Return, unchanged, every line starting at the one with "the tree trunk" and running through the last line of the material below, with nothing else added.

Start of Data provided

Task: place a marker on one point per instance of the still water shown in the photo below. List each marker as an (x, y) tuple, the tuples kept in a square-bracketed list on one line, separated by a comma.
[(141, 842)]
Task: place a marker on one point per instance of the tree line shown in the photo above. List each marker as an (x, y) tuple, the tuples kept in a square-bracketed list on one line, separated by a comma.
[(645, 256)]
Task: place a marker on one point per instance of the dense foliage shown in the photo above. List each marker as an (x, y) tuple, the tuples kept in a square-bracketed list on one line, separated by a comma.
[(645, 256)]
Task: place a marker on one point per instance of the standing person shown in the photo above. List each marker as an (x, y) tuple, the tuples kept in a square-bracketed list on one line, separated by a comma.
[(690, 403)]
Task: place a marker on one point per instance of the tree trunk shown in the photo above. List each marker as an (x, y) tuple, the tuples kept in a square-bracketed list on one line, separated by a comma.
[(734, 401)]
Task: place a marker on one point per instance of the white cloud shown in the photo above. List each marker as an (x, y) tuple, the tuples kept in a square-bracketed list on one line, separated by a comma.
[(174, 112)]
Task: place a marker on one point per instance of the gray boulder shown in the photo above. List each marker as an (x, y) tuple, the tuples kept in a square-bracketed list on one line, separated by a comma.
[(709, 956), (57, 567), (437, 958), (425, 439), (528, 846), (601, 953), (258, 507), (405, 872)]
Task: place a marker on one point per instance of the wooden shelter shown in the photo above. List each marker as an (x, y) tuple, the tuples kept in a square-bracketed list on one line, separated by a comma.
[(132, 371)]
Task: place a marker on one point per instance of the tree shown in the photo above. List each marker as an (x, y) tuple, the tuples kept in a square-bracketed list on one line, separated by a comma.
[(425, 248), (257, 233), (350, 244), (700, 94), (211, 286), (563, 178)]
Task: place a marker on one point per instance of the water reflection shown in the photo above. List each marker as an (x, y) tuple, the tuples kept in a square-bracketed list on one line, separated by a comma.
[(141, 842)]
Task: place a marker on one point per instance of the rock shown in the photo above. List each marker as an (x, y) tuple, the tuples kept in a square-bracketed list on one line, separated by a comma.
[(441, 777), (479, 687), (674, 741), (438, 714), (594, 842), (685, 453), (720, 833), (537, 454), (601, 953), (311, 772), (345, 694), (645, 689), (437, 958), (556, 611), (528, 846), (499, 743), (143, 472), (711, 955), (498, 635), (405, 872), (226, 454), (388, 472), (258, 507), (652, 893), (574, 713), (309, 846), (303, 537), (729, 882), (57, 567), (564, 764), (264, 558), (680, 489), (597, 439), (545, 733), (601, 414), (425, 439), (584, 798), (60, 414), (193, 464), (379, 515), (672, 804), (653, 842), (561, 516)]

End of Data provided

Task result:
Task: place a marker on one point per instance of the tree trunk shown in the photo above. List each marker as an (x, y) tuple, the tuples kept in a square-bracketed list on one line, separated by a comma.
[(734, 401)]
Task: place a marker on one point per instance of the white cloud shown in the photo above. List each marker as an (x, y) tuple, the tuples kept in a square-bracketed list on one line, separated by a comma.
[(174, 112)]
Task: place a marker on one point per instance of the gray boulder shown in the photo above. List each marker as an (x, y) tuple, the tuples kept in a square-bracketed list on one line, separated by a comma.
[(709, 956), (57, 567), (437, 958), (425, 439), (528, 846), (601, 953), (258, 507), (405, 872)]
Task: place a marker on one point per instance of the wooden shelter shown in the photo above. List each marker as an (x, y) tuple, the tuples kept in a square-bracketed list on one line, separated by a comma.
[(132, 371)]
Task: place a marker on one point per instance of the tree shown in the photo above. List each marker as an (x, y) tuple, the tuples kept in a square-bracketed list on one line, separated by a comma.
[(425, 248), (257, 233), (350, 244), (700, 94), (211, 286), (563, 178)]
Task: place a marker on one point per instance of the water reflection shown in the photo above. List each marker as an (x, y) tuple, the tuples kept in a square-bracketed list on one line, separated by a comma.
[(141, 842)]
Task: place a marker on one point per instance of the rock shown in the photo above. List each marker as an (x, y) tuple, the tuples kept in a square-bracketed list on one line, separated by a comma.
[(441, 777), (479, 687), (674, 741), (438, 714), (594, 842), (685, 453), (720, 833), (537, 454), (601, 953), (311, 772), (345, 694), (645, 689), (437, 958), (556, 611), (528, 846), (499, 743), (143, 472), (711, 955), (498, 635), (405, 872), (226, 454), (388, 472), (258, 507), (652, 893), (574, 713), (309, 846), (303, 537), (729, 882), (57, 567), (564, 764), (264, 558), (680, 489), (597, 439), (545, 733), (601, 414), (425, 439), (584, 798), (60, 414), (193, 464), (379, 515), (672, 804), (653, 842), (561, 516)]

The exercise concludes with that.